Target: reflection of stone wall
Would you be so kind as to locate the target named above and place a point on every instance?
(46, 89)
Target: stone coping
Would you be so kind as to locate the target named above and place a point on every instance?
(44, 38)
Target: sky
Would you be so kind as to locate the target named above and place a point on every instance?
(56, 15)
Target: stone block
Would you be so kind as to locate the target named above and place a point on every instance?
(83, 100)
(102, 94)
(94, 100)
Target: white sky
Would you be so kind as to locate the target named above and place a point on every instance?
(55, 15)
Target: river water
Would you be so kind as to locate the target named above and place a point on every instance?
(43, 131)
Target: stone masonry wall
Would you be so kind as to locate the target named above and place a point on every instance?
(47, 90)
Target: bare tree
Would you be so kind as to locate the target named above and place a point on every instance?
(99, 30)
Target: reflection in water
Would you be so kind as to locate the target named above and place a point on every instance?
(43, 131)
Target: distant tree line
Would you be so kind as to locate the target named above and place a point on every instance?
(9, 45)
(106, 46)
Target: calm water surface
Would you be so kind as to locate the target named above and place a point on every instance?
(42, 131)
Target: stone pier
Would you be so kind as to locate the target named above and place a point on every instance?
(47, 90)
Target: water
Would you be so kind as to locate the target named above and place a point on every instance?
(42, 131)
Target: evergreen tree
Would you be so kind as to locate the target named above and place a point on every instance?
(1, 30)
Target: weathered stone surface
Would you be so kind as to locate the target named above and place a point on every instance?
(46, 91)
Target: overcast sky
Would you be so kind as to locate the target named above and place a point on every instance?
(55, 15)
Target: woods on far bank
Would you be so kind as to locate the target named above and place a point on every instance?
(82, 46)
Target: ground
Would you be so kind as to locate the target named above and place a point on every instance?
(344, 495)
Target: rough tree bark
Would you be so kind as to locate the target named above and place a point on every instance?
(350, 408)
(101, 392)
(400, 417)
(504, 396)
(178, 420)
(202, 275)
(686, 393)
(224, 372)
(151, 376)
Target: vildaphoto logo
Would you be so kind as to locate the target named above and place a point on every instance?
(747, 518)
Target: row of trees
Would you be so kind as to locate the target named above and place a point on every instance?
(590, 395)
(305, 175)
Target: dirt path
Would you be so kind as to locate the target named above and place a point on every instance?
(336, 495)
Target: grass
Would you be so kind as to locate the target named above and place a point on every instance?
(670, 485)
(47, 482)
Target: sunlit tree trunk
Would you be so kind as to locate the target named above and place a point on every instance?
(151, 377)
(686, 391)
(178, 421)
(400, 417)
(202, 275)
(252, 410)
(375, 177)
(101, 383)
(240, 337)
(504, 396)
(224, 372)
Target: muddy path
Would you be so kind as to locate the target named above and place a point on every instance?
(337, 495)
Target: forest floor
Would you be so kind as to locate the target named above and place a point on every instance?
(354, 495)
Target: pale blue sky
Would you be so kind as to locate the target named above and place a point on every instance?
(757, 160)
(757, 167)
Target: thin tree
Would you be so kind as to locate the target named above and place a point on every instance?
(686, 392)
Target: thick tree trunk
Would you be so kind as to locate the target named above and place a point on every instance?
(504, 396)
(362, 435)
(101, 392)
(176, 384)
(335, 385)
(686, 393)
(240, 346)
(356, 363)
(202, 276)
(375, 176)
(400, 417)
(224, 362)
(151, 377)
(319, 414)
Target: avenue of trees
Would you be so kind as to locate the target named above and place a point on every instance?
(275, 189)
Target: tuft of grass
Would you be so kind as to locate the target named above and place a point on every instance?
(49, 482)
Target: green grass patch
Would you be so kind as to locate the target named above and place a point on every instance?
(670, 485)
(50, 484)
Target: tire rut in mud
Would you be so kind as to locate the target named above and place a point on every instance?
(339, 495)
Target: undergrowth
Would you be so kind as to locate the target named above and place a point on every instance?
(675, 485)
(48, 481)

■ ■ ■ ■

▶ Task to complete:
Every entry must be quoted exactly as it appears above.

▶ Solution for this task:
Target: reflection of stone wall
Would you be so kind as to locate the target named above and place a point on every instance?
(46, 89)
Target: stone coping
Would you be so kind as to locate the target named above and place a point on every instance?
(44, 38)
Target: sky
Would you be so kind as to locate the target named above and place a point on every instance?
(56, 15)
Target: stone block
Would you be so kind as to locate the target named above and place a point on every instance?
(83, 100)
(102, 94)
(94, 100)
Target: white sky
Would you be so kind as to locate the target named above and place a point on every instance?
(55, 15)
Target: river water
Would you be so kind as to locate the target named above and place a point on every instance?
(43, 131)
Target: stone masonry wall
Would you be so kind as to locate the target named above and place a point on every instance?
(47, 90)
Target: bare tree
Would you be so kind as to locate the target named above and place a point on every instance?
(99, 30)
Target: reflection in water
Would you be so kind as to locate the target named above and place a point on every instance?
(43, 131)
Target: distant tree line
Would you be so kind as to locate the target named above and place a point on every instance?
(9, 45)
(106, 46)
Target: calm water surface
Would you be so kind as to locate the target named above and place a point on every instance?
(42, 131)
Target: stone pier
Would you be so kind as to locate the target named above and place a point on every instance?
(47, 90)
Target: water
Would you be so kind as to locate the target named above and place a point on every instance?
(42, 131)
Target: evergreen tree
Would you be so kind as to locate the target named above and place a point on every instance?
(1, 30)
Target: weathered stone surface
Would you be so kind as to locate the target named above and place a point on every instance?
(46, 91)
Target: overcast sky
Would you be so kind as to locate the target named above and place a point on every instance?
(55, 15)
Target: woods on far bank
Would you be so kind as to locate the target named above and place a point on every instance?
(82, 46)
Target: ground
Would you be so kind as to locate the target named above and place a point on every instance?
(344, 495)
Target: rough tree bark
Would you be so kind as to locate the target named above and place a point on every instance?
(350, 408)
(101, 392)
(400, 417)
(504, 396)
(178, 420)
(202, 275)
(686, 393)
(224, 372)
(151, 376)
Target: vildaphoto logo
Would you be so kind as to locate the target named above and place a point on every instance?
(747, 518)
Target: row of trees
Would you be so kind as to locate the target named above and place a point on every instance?
(590, 395)
(305, 175)
Target: dirt path
Would you be so kind as to locate the target named above and place a point on every instance?
(336, 495)
Target: grass
Would you be so kind as to locate the target named above and place a point on every instance?
(670, 485)
(47, 482)
Target: sunlit tree trunk
Would you be so kind as to locate the target named above and place a point on every instance?
(151, 377)
(686, 391)
(178, 421)
(400, 417)
(202, 275)
(252, 410)
(375, 177)
(101, 383)
(240, 337)
(504, 396)
(224, 372)
Target: muddy path
Would you be so kind as to locate the target named above and place a point on every instance?
(337, 495)
Target: forest floor
Would you be so kind as to locate the target named above and place a point on every instance?
(354, 495)
Target: pale blue sky
Would you be so kind as to locate the target named above and place a point on every instance?
(757, 160)
(757, 167)
Target: thin tree
Would you be so kind as to locate the target named above and place a point on every instance?
(686, 392)
Target: thick tree trunk
Would you be so kind as to locate the target named above and place a point on every instance?
(504, 396)
(362, 435)
(101, 392)
(176, 384)
(335, 385)
(686, 393)
(240, 346)
(356, 363)
(202, 276)
(375, 176)
(400, 417)
(224, 362)
(151, 377)
(319, 414)
Target: avenue of trees
Would you be so kind as to locate the target named above and place a point on every instance?
(275, 189)
Target: tuft of grass
Would you be so kind as to locate the target named above and place a point on every instance?
(49, 482)
Target: green grass patch
Would you be so kind as to locate the target named above and place a point on every instance?
(670, 485)
(50, 484)
Target: tire rut in mud
Would you be so kind as to locate the target named above and place a point on every instance?
(339, 495)
Target: undergrowth
Would you be so kind as to locate the target named above and place a point on every instance?
(675, 485)
(48, 481)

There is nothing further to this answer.